Many pharmaceuticals are known to make their way into wild waterways.  Once excreted by medicated humans, they travel through water treatment plants and can remain stable in effluent for some time.  Little is known about the effect of this pharmaceutical pollution.  Any directly toxic affects should be easy to identify, but when these chemicals are designed to effect a behavioural change, such as anti depressants or mood altering drugs, the impact may be more subtle.

Shoaling perchDr Thomas Brodin and colleagues at Umeå University, Sweden, noted that the concentration of a certain anti-anxiety drug, oxazepam, in river water was around 0.58 µg per litre, but was actually concentrated up to six times higher in the muscle of the European perch that lived there.  Could this, they asked, alter the behaviour of the fish?

To find out, they looked at three behavioural traits:  boldness, activity, and sociality in both treated and untreated fish.  These traits are known to have an impact on population dynamics, and are relevant for both the ecology and evolution of the fish.

Fish exposed to Oxazepam were more active, more likely to explore new areas and less sociable, and the extent mapped onto the dosage - the higher the concentration of drug in the water, the more significant these behavioural changes became.

§ What this exercise asks:
1. According to the passage on oxazepam and European perch, why did the researchers choose to study boldness, activity, and sociality?
2. Resume the passage on oxazepam and European perch after its final sentence.

Referring expression data
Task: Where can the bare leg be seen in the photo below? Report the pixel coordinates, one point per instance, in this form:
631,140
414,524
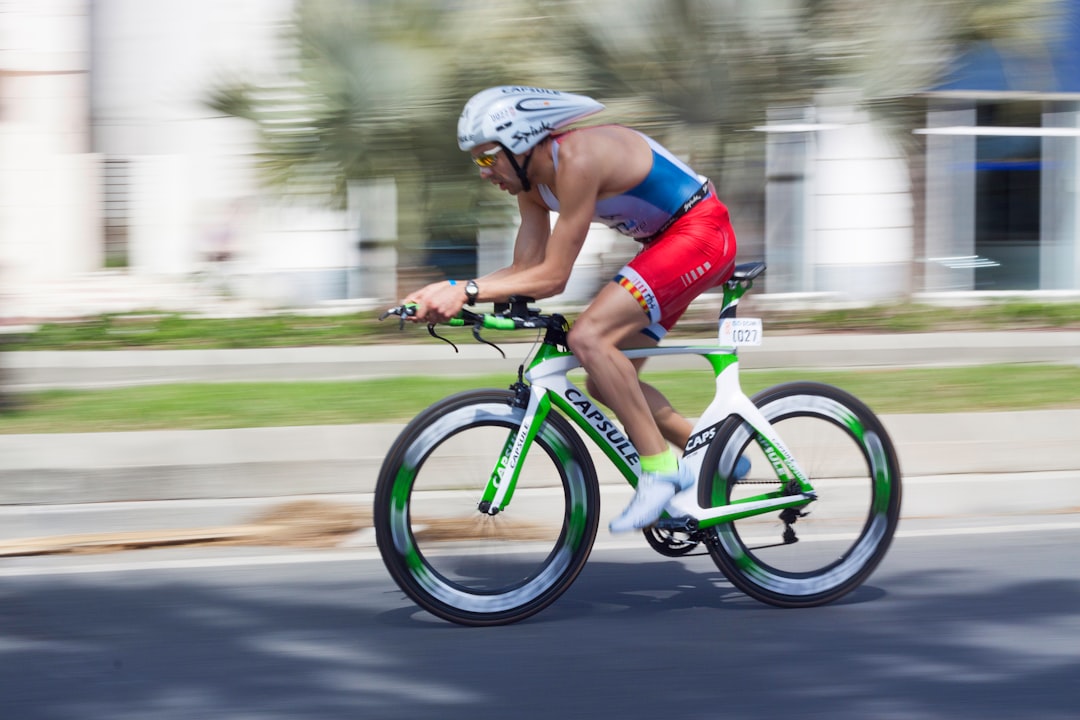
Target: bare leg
612,321
675,429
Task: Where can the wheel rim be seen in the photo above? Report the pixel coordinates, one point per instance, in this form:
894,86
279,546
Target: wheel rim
849,541
441,569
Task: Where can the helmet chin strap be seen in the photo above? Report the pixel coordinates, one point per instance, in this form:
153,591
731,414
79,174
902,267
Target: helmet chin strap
522,170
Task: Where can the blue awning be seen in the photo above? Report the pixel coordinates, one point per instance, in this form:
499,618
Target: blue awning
994,68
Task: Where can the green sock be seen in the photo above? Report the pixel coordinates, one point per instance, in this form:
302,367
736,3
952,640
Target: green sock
665,463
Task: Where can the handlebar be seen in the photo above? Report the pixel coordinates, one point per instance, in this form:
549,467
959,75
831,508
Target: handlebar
513,315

§ Answers in order:
1. The researchers studied these three traits because they are known to affect population dynamics and are relevant to both the ecology and the evolution of the fish.

2.
What's more, as a result of these changes, the "behaviourally modified" fish ate more food, and would deplete a food resource more quickly.  This suggests that the presence of anti-anxiety medications in rivers may be altering food web structures, and ecologically changing waterways in hard-to-predict ways.

Beyond the ecological concerns, could fish be concentrating medications that are then returned to the human food chain? Probably not, as co-author Jonatan Klaminder explained:

"A human would need to eat around 4000Kg of fish to receive a dose equivalent to one pill."

...and, as the half-life of oxazepam in humans is around 12-14 hours, that's a lot of fish to pack into one meal!